Input for this task:
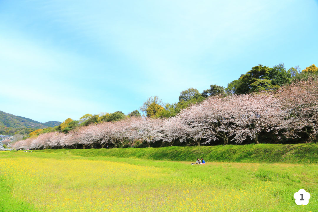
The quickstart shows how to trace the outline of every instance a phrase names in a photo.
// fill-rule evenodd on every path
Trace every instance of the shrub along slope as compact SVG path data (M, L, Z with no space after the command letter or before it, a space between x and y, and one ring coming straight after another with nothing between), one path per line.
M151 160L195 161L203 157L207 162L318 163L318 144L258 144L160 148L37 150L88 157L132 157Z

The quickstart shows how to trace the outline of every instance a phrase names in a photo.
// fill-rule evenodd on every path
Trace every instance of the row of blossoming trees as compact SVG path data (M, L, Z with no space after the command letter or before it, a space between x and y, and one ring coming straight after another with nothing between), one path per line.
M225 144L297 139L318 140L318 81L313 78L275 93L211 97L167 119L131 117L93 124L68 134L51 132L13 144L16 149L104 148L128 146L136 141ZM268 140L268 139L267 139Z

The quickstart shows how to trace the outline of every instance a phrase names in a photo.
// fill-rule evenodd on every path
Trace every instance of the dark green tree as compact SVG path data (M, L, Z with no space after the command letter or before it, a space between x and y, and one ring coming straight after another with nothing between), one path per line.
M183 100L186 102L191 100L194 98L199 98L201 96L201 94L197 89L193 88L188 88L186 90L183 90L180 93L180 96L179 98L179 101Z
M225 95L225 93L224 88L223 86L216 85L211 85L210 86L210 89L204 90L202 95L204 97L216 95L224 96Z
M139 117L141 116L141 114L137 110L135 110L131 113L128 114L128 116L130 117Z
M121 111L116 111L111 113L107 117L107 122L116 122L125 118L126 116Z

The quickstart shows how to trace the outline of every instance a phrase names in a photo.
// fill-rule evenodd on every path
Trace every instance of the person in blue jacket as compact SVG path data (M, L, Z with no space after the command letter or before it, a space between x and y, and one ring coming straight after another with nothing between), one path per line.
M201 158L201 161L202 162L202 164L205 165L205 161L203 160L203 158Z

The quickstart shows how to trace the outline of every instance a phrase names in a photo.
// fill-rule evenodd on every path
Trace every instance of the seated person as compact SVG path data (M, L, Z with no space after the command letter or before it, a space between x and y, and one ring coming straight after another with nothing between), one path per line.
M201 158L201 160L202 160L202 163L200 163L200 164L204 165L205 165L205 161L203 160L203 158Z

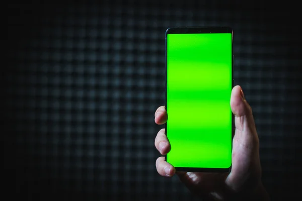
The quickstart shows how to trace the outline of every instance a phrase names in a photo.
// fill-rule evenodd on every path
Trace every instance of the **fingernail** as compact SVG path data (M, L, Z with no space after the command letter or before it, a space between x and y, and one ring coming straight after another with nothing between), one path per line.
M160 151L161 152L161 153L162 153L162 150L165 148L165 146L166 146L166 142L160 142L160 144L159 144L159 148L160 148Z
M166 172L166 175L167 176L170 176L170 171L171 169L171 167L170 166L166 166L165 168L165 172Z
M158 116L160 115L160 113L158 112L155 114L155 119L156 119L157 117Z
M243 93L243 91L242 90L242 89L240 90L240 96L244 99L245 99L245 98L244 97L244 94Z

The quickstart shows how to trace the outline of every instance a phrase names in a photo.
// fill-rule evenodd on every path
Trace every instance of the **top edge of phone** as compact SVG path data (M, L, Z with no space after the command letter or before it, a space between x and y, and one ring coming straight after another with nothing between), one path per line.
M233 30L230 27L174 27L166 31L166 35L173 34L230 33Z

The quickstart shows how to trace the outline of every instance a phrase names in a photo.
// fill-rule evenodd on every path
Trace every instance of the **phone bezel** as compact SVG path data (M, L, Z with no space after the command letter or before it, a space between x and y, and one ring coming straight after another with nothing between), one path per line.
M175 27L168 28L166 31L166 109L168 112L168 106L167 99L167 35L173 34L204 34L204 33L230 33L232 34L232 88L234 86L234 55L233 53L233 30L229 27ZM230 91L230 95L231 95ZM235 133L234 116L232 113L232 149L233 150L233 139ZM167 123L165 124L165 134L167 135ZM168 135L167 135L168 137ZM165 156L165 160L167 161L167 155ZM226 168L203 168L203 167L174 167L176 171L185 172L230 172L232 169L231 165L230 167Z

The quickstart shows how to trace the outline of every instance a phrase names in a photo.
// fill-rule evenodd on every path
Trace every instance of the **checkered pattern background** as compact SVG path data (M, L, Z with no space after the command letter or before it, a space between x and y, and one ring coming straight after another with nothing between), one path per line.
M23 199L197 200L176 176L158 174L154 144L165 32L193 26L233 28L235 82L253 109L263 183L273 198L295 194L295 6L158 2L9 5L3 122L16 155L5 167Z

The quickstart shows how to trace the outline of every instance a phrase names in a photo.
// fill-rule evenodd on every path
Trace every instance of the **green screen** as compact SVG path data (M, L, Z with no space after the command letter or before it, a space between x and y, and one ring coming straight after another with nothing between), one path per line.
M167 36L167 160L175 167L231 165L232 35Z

Goal of the exercise:
Rewrite all the entries above as one numbered list with a number for each line, skipping blank lines and leaving out the pictures.

Solved exercise:
1. The quickstart shows how to trace the outline of every instance a phrase names in a photo.
2. // fill-rule evenodd on every path
3. Trace every instance of the shrub along slope as compact SVG path data (M, L, Z with no space after the command letter or before it, a space between x and y, and one ring coming straight after another with nothing between), one path per line.
4. M151 160L195 161L203 157L207 162L318 163L318 144L258 144L160 148L37 150L88 157L132 157Z
5. The quickstart shows how to trace the outline of every instance a phrase names in a photo.
6. // fill-rule evenodd on every path
7. Trace every instance of the row of blossoming trees as compact SVG path data (M, L, Z with no space after the command letter or before it, a space between x and y, and one ring coming straight after another with nothing between), one path per line.
8. M225 144L297 139L318 140L318 81L313 78L275 93L211 97L167 119L131 117L93 124L68 134L51 132L13 144L16 149L104 148L128 146L136 141ZM268 140L268 139L267 139Z
9. The quickstart shows how to trace the outline of every instance a phrase names in a photo.
10. // fill-rule evenodd on every path
11. Trace every instance of the dark green tree as compact SVG path data (M, L, Z with no space after the command letter or before it, a space between x and y, and one ring coming straight after another with nothing between), one path per line.
12. M183 100L186 102L191 100L194 98L199 98L201 96L201 94L197 89L193 88L188 88L186 90L183 90L180 93L180 96L179 98L179 101Z
13. M225 95L225 93L224 88L223 86L216 85L211 85L210 86L210 89L204 90L202 95L204 97L216 95L224 96Z
14. M139 117L141 116L141 114L137 110L135 110L131 113L128 114L128 116L130 117Z
15. M121 111L116 111L111 113L107 117L107 122L116 122L125 118L126 116Z
16. The quickstart shows how to trace the outline of every instance a phrase names in a photo.
17. // fill-rule evenodd on every path
18. Trace every instance of the person in blue jacket as compact SVG path data (M, L, Z with no space after the command letter or before it, a space between x and y, and one ring coming straight after another with nothing between), one path per line.
19. M201 158L201 161L202 162L202 164L205 165L205 161L203 160L203 158Z
20. The quickstart shows how to trace the outline of every instance a phrase names in a photo.
21. // fill-rule evenodd on every path
22. Trace every instance of the seated person as compact SVG path data (M, L, Z with no space after the command letter or before it, a space between x and y, and one ring coming straight after another with nothing between), one path per line.
23. M201 158L201 160L202 160L202 163L200 163L200 164L204 165L205 165L205 161L203 160L203 158Z
24. The quickstart shows how to trace the outline of every instance a phrase names in a photo.
25. // fill-rule evenodd on every path
26. Trace every instance of the **fingernail** as compact SVG path data (M, L, Z with no space after the command letter or before it, a space between x and y, and one ring coming straight after another with nothing between), one path per line.
27. M160 151L161 152L161 153L162 153L162 150L165 148L165 146L166 146L166 142L160 142L160 144L159 144L159 148L160 148Z
28. M166 172L166 175L167 176L170 176L170 171L171 169L171 167L170 166L166 166L165 168L165 172Z
29. M158 116L160 115L160 113L158 112L155 114L155 119L156 119L157 117Z
30. M243 93L243 91L242 90L242 89L240 90L240 96L244 99L245 99L245 98L244 97L244 94Z
31. The quickstart shows how to trace the outline of every instance a phrase names in a photo.
32. // fill-rule evenodd on every path
33. Trace every instance of the **top edge of phone** as compact SVG path data (M, L, Z with no space after the command letter or before it, a space between x and y, and one ring coming straight after another with nothing between), one path per line.
34. M233 30L230 27L174 27L166 31L166 35L173 34L230 33Z
35. The quickstart shows how to trace the outline of every instance a phrase names in a photo.
36. // fill-rule evenodd on every path
37. Trace every instance of the **phone bezel** as compact SVG path data (M, L, Z with no space after the command letter or before it, a space between x and y, and one ring coming straight after another with nothing between), one path per line.
38. M175 27L168 28L166 31L166 109L168 112L168 106L167 99L167 35L173 34L204 34L204 33L230 33L232 34L232 88L234 86L234 55L233 53L233 30L229 27ZM230 91L230 95L231 95ZM235 133L234 116L232 113L232 149L233 150L233 139ZM167 123L165 124L165 134L167 135ZM168 135L167 135L168 137ZM165 156L165 160L167 161L167 155ZM226 168L203 168L203 167L174 167L176 171L185 172L230 172L232 169L231 165L230 167Z
39. The quickstart shows how to trace the outline of every instance a phrase names in a photo.
40. // fill-rule evenodd on every path
41. Trace every instance of the **checkered pattern background** as compact SVG path data (M, L, Z with no space after the command letter or before it, a space between x and y, and one ring coming straight after another with nothing between), one path per line.
42. M23 199L197 200L176 176L158 174L154 144L165 32L193 26L233 28L235 82L253 109L263 183L273 198L295 194L295 6L158 2L9 5L3 122L16 155L5 167Z
43. The quickstart shows how to trace the outline of every instance a phrase names in a photo.
44. // fill-rule evenodd on every path
45. Trace every instance of the **green screen** as compact SVG path data (M, L, Z with no space after the command letter or before it, a space between x and y, and one ring coming straight after another with nothing between), one path per line.
46. M167 36L167 160L175 167L231 165L232 35Z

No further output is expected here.